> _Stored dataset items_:
==================================================

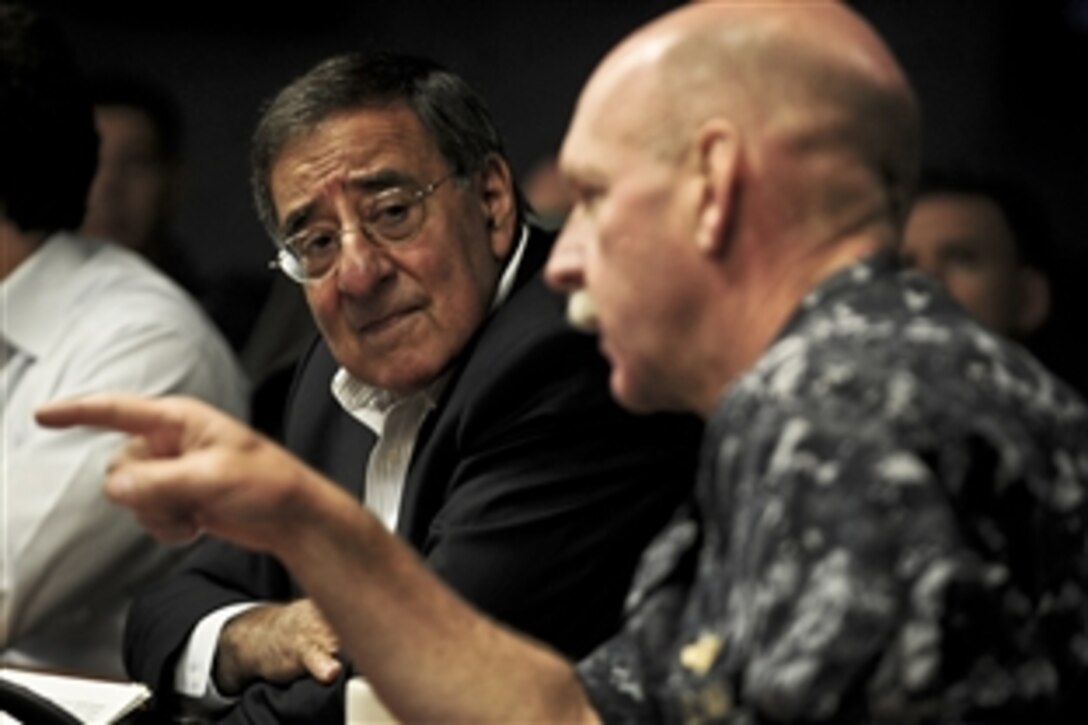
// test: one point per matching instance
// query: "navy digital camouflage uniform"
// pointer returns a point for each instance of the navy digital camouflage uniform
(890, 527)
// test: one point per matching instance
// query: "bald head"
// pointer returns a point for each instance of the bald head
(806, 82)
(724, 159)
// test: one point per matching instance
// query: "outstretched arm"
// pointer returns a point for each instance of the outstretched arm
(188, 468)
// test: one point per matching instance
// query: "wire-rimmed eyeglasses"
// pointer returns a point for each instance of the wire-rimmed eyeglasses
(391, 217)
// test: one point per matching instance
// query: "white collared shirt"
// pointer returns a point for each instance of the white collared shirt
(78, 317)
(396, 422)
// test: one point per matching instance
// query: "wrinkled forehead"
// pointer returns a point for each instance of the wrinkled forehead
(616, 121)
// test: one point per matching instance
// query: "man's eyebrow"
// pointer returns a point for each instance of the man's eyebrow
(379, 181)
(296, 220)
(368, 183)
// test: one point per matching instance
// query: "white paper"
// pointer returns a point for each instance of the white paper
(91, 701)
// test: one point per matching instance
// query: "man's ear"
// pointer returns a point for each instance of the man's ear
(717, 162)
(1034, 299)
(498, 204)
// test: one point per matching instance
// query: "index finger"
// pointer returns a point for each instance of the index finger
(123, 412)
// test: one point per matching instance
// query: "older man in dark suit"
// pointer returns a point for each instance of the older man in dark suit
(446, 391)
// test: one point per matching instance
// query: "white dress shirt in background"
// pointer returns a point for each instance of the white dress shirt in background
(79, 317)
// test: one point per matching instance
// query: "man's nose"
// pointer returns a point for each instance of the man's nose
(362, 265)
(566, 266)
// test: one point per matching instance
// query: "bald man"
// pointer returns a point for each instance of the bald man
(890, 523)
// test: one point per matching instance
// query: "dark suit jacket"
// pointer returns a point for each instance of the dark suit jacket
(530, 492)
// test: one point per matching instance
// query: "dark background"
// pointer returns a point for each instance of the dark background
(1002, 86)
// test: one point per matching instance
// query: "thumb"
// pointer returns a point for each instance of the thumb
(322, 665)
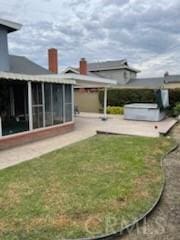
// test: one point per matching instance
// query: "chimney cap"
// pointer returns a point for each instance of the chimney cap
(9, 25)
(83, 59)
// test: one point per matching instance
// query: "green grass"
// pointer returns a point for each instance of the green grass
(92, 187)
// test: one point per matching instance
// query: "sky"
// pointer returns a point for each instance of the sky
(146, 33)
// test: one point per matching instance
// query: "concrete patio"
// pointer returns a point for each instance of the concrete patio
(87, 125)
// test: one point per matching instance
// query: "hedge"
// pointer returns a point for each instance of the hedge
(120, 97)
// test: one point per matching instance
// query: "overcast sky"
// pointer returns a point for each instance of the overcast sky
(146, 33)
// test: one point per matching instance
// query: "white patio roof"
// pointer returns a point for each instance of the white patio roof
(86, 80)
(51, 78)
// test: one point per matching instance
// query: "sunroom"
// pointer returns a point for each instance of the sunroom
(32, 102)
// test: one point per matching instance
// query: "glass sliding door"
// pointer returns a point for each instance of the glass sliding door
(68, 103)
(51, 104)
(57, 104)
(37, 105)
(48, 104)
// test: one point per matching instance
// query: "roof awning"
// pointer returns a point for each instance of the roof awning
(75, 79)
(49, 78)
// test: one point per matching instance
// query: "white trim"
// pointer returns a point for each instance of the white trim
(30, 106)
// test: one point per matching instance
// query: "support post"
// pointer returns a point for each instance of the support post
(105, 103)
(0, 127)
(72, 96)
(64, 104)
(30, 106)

==================================================

> _Stated exercise_: A faithful copy of the records above is needed, with the pictures left out.

> _Task solution_:
// test: one point per matching instance
// query: "navy digital camouflage uniform"
// pointer returns a point for each instance of the navy digital camouflage uniform
(890, 527)
// test: one point per matching instance
// query: "bald head"
// pointer returns a point for each instance of the bald head
(806, 82)
(724, 159)
// test: one point per matching instance
// query: "outstretched arm"
// pointer returns a point for each instance of the outstretched arm
(188, 468)
// test: one point per matching instance
// query: "wire-rimmed eyeglasses"
// pointer returns a point for each instance of the wire-rimmed eyeglasses
(391, 217)
// test: one point per matching instance
// query: "white collared shirt"
// pointer returns a point for each instance of the white collared shirt
(78, 317)
(396, 422)
// test: one point per matching instance
// query: "wrinkled forehead"
// pointer returns a point for each instance of the wrinkled forehead
(616, 121)
// test: one point per matching instance
// query: "man's eyebrow"
// pointer returns a point for each instance of the man's eyebrow
(379, 181)
(296, 220)
(368, 183)
// test: one point per matching instance
// query: "white paper"
// pointer returns a point for each instance of the white paper
(91, 701)
// test: one point per matching instance
// query: "man's ear"
// pointer returns a point for each instance of the man's ear
(717, 162)
(1034, 299)
(498, 204)
// test: one point per matching instance
// query: "index finger"
// pointer returns a point for each instance of the index finger
(123, 412)
// test: one point per matching instance
// query: "older man in dark suit"
// pointer returns a point for each instance of the older man in dark suit
(446, 391)
// test: one point per matching instance
// query: "white dress shirt in background"
// pointer returns a point for each instance of the white dress shirt in background
(79, 317)
// test: one point per matching instance
// query: "man's nose"
// pointer returns a point for each instance of the man's nose
(362, 265)
(566, 266)
// test: one point per matching instance
// query: "bald man"
// pointer returns a point for each instance of the bald man
(890, 523)
// test: one point per matching instance
// query: "dark suit jacket"
// pointer returns a point for each instance of the dark suit jacket
(530, 492)
// test: one point per matching instance
// query: "dark background"
// pointer returns a point for each instance of the dark background
(1002, 86)
// test: one point per matching instance
// query: "thumb"
// pointer returns a point for each instance of the thumb
(322, 665)
// test: one point per matching instance
// query: "chimney cap"
// pointer returns a point for each instance of the chimney cap
(9, 25)
(83, 59)
// test: one point per matching instance
// query: "green grass"
// pointer returns a point for each instance of the green grass
(92, 187)
// test: one point per matching instance
// query: "sky"
// pointer returns a point for each instance of the sky
(146, 33)
// test: one point per matching instance
// query: "concrete patio"
// pointer returns a point for each instance of the concrete patio
(87, 125)
// test: one point per matching instance
// query: "hedge"
// pointer returns a point for each instance of the hedge
(120, 97)
// test: one point per matching instance
// query: "overcast sky"
// pointer returns a point for each instance of the overcast sky
(146, 33)
// test: one point per matching instance
// query: "white patio roof"
// pointer returns a point for each instance of the white patio roof
(86, 80)
(51, 78)
// test: one point per matching instance
// query: "sunroom"
// pointer returns a point for each instance of the sunroom
(32, 102)
// test: one point per matching instance
// query: "glass sliding door"
// pointer returns a point for each instance of the glass sliding door
(68, 103)
(51, 104)
(57, 104)
(37, 105)
(48, 104)
// test: one point per matching instance
// query: "roof awning"
// pointer returns a point for each instance of the roof awning
(75, 79)
(49, 78)
// test: one point per matching instance
// query: "white trim"
// pointer returns a point for each instance of the white trim
(30, 106)
// test: one point per matching instance
// query: "support post"
// pointer returns a point for each instance of the support post
(105, 103)
(0, 127)
(72, 96)
(64, 104)
(30, 106)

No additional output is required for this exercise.